Saturday, February 4, 2012

Video: Jin Akanishi, "Sun Burns Down"



Adding to the ever-growing list of Asian musicians trying to make it big in the US is Japanese heartthrob/sex-symbol Jin Akanishi. I'm not as into J-pop as I'm into k-pop, so I don't know much about him except he used to be in a boy band and my j-dorama watching friends think he's the hottest guy in the world. I didn't even know he was trying to break into the US market until I saw him featured on the A-tunes blog. His first single, Test Drive ft. Jason DeRulo, was terrible, so I didn't have much hope for him, but this song is definitely better. I think because the last song was named "Test Drive", I can forgive him. "Sun Burns Down" is not the most innovative track, but it's catchy, dancey and everything that's hot in the US Top 40 right now. I dig it.

REQUIREMENTS >>
1. In the blog post about Jin Akanishi, what was the title of his first single?
2. Repeat the blog post about Jin Akanishi between "Saturday, February 4, 2012" and "now. I dig it.", inclusive.

Pointing and labeling entries >>
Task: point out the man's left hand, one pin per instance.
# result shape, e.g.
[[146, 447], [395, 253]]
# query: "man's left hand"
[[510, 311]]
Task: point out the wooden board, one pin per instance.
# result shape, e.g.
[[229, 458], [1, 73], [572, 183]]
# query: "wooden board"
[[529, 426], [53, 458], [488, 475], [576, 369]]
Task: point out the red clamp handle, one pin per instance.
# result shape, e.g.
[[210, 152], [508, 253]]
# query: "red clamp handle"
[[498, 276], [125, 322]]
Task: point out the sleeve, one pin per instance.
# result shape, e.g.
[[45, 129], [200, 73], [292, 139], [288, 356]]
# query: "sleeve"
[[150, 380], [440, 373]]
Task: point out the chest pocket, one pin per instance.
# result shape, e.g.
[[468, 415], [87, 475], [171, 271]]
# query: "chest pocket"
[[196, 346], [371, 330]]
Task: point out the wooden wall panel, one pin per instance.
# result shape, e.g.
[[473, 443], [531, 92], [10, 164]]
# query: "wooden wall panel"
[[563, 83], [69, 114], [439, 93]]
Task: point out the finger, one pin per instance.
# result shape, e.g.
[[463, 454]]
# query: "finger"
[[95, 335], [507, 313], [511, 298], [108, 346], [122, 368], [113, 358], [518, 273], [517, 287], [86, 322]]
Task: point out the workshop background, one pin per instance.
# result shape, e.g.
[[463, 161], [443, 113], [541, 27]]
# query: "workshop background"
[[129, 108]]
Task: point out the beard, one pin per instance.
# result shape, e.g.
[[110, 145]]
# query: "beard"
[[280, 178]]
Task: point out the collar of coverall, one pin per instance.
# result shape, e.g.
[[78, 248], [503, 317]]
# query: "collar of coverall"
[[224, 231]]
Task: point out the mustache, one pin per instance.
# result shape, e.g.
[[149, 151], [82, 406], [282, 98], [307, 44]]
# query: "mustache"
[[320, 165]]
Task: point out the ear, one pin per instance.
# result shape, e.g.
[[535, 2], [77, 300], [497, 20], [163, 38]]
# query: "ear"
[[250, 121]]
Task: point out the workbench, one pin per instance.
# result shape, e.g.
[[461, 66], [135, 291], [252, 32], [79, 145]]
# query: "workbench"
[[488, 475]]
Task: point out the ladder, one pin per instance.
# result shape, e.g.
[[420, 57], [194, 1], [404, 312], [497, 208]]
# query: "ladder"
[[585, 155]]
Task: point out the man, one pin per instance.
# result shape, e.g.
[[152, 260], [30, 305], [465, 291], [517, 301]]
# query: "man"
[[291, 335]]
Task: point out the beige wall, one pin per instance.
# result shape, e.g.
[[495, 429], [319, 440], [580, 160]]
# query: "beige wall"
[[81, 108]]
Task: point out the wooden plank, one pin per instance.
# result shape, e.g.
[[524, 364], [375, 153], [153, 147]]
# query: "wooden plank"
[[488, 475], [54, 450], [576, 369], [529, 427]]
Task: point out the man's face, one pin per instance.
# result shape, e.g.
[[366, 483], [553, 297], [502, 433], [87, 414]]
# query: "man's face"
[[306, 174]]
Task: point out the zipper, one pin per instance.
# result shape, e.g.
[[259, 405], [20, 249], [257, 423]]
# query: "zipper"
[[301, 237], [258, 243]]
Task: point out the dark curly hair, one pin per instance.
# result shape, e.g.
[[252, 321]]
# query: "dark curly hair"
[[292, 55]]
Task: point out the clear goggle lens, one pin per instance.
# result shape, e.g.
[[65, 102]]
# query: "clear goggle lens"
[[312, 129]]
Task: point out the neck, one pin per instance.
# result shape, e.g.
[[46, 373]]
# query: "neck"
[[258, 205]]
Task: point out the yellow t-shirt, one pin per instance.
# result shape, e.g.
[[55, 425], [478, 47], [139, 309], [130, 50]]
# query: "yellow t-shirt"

RESPONSES TO THE EXERCISE >>
1. "Test Drive," featuring Jason DeRulo.

2.
Saturday, February 4, 2012

Video: Jin Akanishi, "Sun Burns Down"



Adding to the ever-growing list of Asian musicians trying to make it big in the US is Japanese heartthrob/sex-symbol Jin Akanishi. I'm not as into J-pop as I'm into k-pop, so I don't know much about him except he used to be in a boy band and my j-dorama watching friends think he's the hottest guy in the world. I didn't even know he was trying to break into the US market until I saw him featured on the A-tunes blog. His first single, Test Drive ft. Jason DeRulo, was terrible, so I didn't have much hope for him, but this song is definitely better. I think because the last song was named "Test Drive", I can forgive him. "Sun Burns Down" is not the most innovative track, but it's catchy, dancey and everything that's hot in the US Top 40 right now. I dig it.